§ Extract provided:
NOTE: Not all students applying to college need to take the Subject tests. However, many selective colleges (i.e. RPI, MIT, Boston University, Cornell University, Dartmouth, etc.) do require certain achievement tests. Be sure to check with the individual college’s admissions office to be certain if achievement exams are required and if so, which ones.
The American College Testing program is a three-hour achievement battery designed to measure performance in four broadly based subject areas; English Usage, Mathematics, Social Studies, Reading, and Natural Sciences Reading. Score results are reported for each of the four areas tested, ranging from 1-36, plus a composite score for the overall performance. A writing component is now available if you want.
As sophomores, students are encouraged to take the PLAN (Preliminary ACT) and as juniors, were urged to take the PSAT (Preliminary Scholastic Aptitude Test).

§ The data:
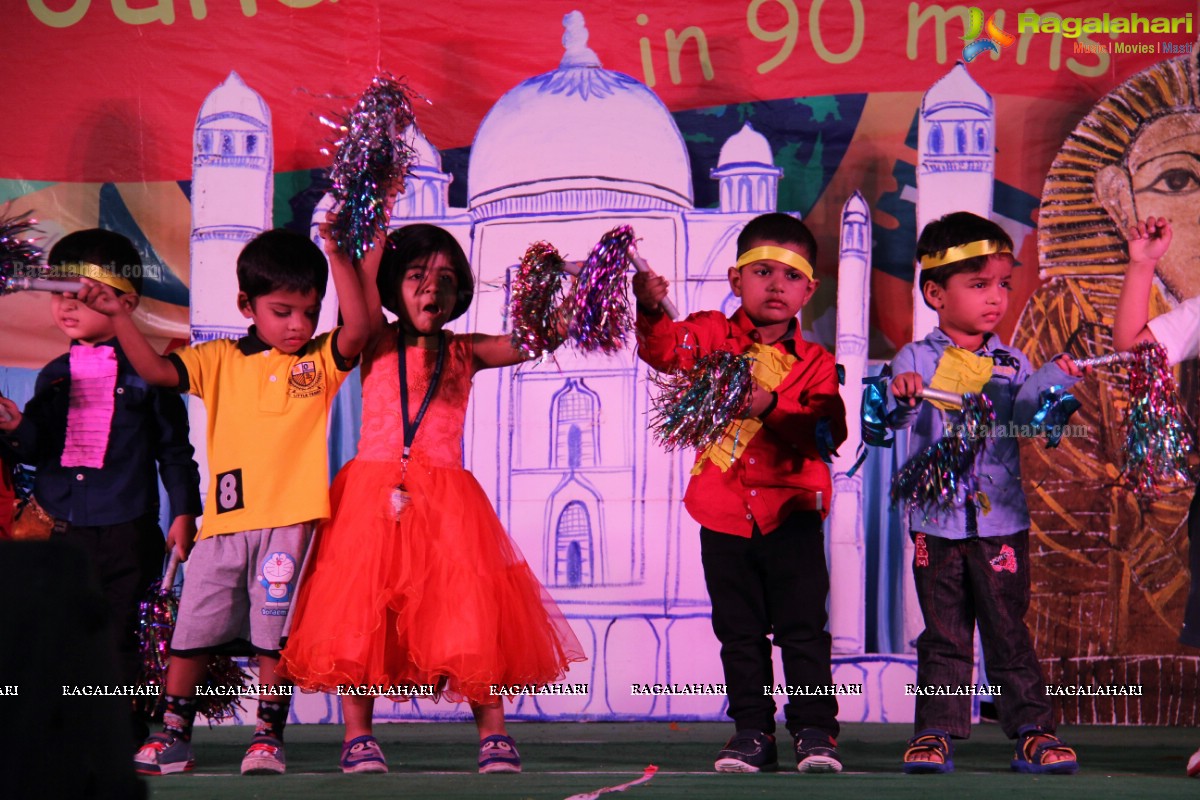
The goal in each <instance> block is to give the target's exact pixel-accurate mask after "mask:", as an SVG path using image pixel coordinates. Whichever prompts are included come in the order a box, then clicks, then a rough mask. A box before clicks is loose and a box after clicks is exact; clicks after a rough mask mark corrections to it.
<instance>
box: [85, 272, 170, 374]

§ Exercise instructions:
Continue the passage on college entrance testing from its last sentence. The listing is separate material and is unrelated to the passage on college entrance testing.

§ Written reply:
You must apply to take these exams. Registration materials are available in the Guidance Office.
Be careful not to miss the closing dates for registration. It will be costly if you do. The exams and important dates can be found by clicking on TEST DATES.
If you are not happy with your SAT results this year, you may re-take the exam in October, November or December of your senior year. You may also want to consider taking a SAT preparation course offered at Troy High School in the night school during the fall semester. (See the Adult Continuing and Community Education brochure.)